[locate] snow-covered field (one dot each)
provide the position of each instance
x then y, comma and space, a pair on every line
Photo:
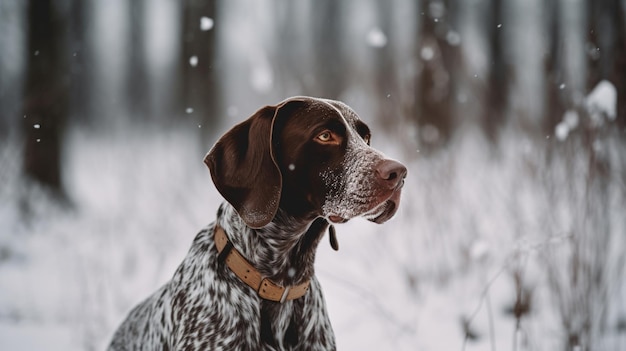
475, 220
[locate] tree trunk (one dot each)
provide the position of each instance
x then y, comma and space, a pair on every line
497, 89
199, 65
46, 98
137, 86
327, 44
438, 60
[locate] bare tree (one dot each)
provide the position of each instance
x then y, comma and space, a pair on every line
46, 96
137, 77
498, 88
554, 69
199, 61
438, 61
328, 48
607, 49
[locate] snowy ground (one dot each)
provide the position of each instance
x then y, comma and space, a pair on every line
472, 217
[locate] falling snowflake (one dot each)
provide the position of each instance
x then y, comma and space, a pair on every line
206, 24
376, 38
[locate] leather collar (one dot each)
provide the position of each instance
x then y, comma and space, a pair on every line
246, 272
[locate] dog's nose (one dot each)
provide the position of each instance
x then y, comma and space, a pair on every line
391, 172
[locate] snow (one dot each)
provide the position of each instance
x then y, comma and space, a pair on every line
427, 53
376, 38
603, 100
206, 24
466, 222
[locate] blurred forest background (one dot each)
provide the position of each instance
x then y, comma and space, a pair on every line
512, 114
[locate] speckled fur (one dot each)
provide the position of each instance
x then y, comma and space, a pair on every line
206, 307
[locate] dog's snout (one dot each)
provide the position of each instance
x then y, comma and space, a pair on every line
391, 172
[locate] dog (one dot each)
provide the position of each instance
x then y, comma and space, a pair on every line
288, 174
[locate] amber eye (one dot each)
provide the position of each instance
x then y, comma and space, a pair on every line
326, 136
367, 139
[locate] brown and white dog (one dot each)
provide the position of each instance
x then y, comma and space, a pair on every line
248, 280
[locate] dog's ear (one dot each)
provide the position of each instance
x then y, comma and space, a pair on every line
244, 169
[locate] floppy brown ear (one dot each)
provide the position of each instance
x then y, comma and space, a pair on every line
244, 170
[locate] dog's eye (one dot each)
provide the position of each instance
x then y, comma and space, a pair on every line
325, 137
367, 139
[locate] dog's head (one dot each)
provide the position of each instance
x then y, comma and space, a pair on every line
310, 157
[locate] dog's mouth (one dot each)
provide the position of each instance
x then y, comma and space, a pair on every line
386, 210
380, 213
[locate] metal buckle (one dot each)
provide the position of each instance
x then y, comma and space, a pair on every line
283, 298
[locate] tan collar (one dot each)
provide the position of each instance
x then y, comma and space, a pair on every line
266, 288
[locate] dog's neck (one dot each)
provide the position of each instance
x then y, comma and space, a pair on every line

» **WRITTEN REQUEST**
Revise the records above so that every "one dot each" becomes "a single point per instance", keeping everything else the same. Leave the pictures out of your answer.

» **EXERCISE RESPONSE**
[locate] snow-covered field (a single point per instance)
provide the position of each instance
x then y, comma and space, a pair on every line
Photo:
475, 220
[locate] tree trunk (a single point per instance)
provide the position of each instance
x then y, comma and space, a pair on every line
497, 89
199, 65
46, 98
137, 86
327, 44
438, 60
[locate] bare tree (a single point per instance)
provide the position of each instance
x then y, comma and space, a pair on every line
46, 96
137, 77
498, 88
554, 69
199, 61
438, 61
328, 48
607, 49
[locate] snowy ground (a single point per instance)
provide the position of each instance
x then y, comma and space, a pair on every line
472, 217
[locate] falling snowflake (a single point per instance)
provide the position of each instance
x then y, comma and space, a pair on every line
206, 24
376, 38
[locate] leather collar (a single point per instance)
provide the position of each instance
x then y, comma and space, a pair on every line
246, 272
[locate] dog's nose (a single point per instance)
provide the position of each instance
x then y, comma and space, a pair on every line
391, 172
[locate] snow (a single point per instance)
provide the position of each instance
x then y, comma and space, a pair on every line
427, 53
376, 38
603, 100
206, 24
466, 222
[locate] blurred forest background (a single point per instance)
provide the position of each instance
x then y, comma and space, a pair on every line
512, 114
[locate] speckled fur (a single point per instance)
provide the position of each instance
x then y, comma and space, a pair on every line
206, 307
[locate] dog's snout (a single point per instance)
provide the position of each instance
x then y, comma and space, a pair on every line
391, 172
[locate] dog (a single point per instance)
provide the position of each instance
x then y, comma and space, a pair on every line
288, 174
[locate] amber eye (a single point per instance)
provide the position of each instance
x then y, comma and space, a pair on every line
326, 136
367, 139
[locate] brown and white dog (a single point per instance)
provide the position of each instance
x then y, comma and space, a pair on every line
248, 280
[locate] dog's ear (a single point per instance)
provide the position of each instance
x then y, comma and space, a pair on every line
244, 169
[locate] floppy brown ear (a single point per instance)
provide the position of each instance
x then y, comma and space, a pair on every line
244, 170
[locate] dog's eye (a single point per instance)
provide the position of each instance
x then y, comma and space, a pair on every line
325, 137
367, 139
[locate] dog's head (a single point per instance)
provide the position of each instance
x then y, comma and space, a pair on every line
310, 157
[locate] dog's mouth (a single point per instance)
provide the position of each instance
x then y, comma and space, a pair on every line
386, 210
380, 213
[locate] metal buckle (a single point per instance)
provide the position of each instance
x then y, comma and space, a pair on every line
283, 298
[locate] tan collar (a single point per instance)
provide the position of each instance
x then y, comma and space, a pair on every line
266, 288
[locate] dog's neck (a single point per instance)
provide the position of each instance
x then y, comma and space, a pair on every line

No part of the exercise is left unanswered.